# [ASSIGNMENT]
Down to the last line, restate the records below word for word, dropping every image.

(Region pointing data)
===============

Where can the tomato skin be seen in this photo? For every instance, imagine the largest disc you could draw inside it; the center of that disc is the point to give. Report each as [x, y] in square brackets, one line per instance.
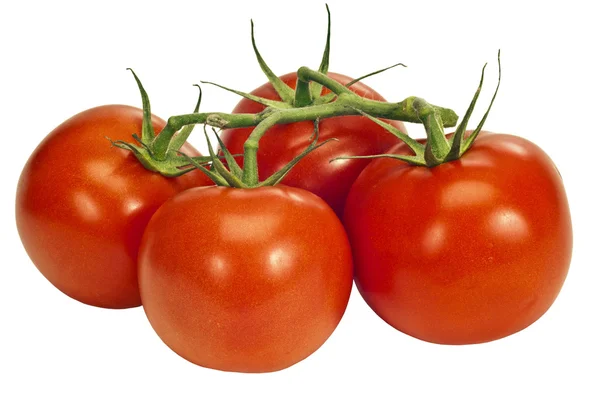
[331, 181]
[467, 252]
[82, 205]
[246, 280]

===============

# [ANSWER FOR THIS EXERCISE]
Where can the tomato skin be seen in this photo? For every instance, imagine the largest disc you could draw inside it; the center of that disc is the point to give. Report each as [x, y] in square brackets, one line per instance.
[331, 181]
[467, 252]
[82, 205]
[246, 280]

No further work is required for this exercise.